Give back the material from the line with "Give the segmentation of every instance of the printed" up to and including the line with "M 21 195 L 24 245 L 86 258 L 97 151 Z", swapping "sample" for "example" and leaving everything else unchanged. Return only those lines.

— start of Data for the task —

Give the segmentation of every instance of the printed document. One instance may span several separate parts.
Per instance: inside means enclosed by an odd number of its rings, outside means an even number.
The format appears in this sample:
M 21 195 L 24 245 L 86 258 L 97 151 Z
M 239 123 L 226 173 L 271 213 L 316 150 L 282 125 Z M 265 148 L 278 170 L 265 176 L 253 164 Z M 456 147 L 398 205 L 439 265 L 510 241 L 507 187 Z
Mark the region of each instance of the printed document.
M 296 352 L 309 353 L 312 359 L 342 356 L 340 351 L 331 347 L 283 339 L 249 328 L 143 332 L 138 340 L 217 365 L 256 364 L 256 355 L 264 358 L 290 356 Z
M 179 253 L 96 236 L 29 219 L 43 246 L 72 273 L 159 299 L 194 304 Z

— end of Data for the task —
— start of Data for the task —

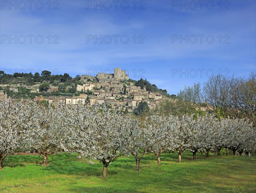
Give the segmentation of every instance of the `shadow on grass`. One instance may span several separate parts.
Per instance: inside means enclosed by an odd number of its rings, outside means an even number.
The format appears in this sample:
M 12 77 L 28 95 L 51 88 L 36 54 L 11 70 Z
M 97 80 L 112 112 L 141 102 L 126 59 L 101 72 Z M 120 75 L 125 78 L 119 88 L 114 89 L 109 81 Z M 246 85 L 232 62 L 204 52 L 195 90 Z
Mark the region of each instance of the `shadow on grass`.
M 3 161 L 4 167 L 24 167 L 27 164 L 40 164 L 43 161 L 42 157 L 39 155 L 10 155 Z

— end of Data for the task —

> Problem solution:
Give the segmentation of every instance of the printed document. One instance may span several separate parts.
Per instance: inside means enclosed by an odd number of its rings, outside means an even number.
The format appears in this example:
M 21 195 L 24 245 L 86 258 L 97 151 Z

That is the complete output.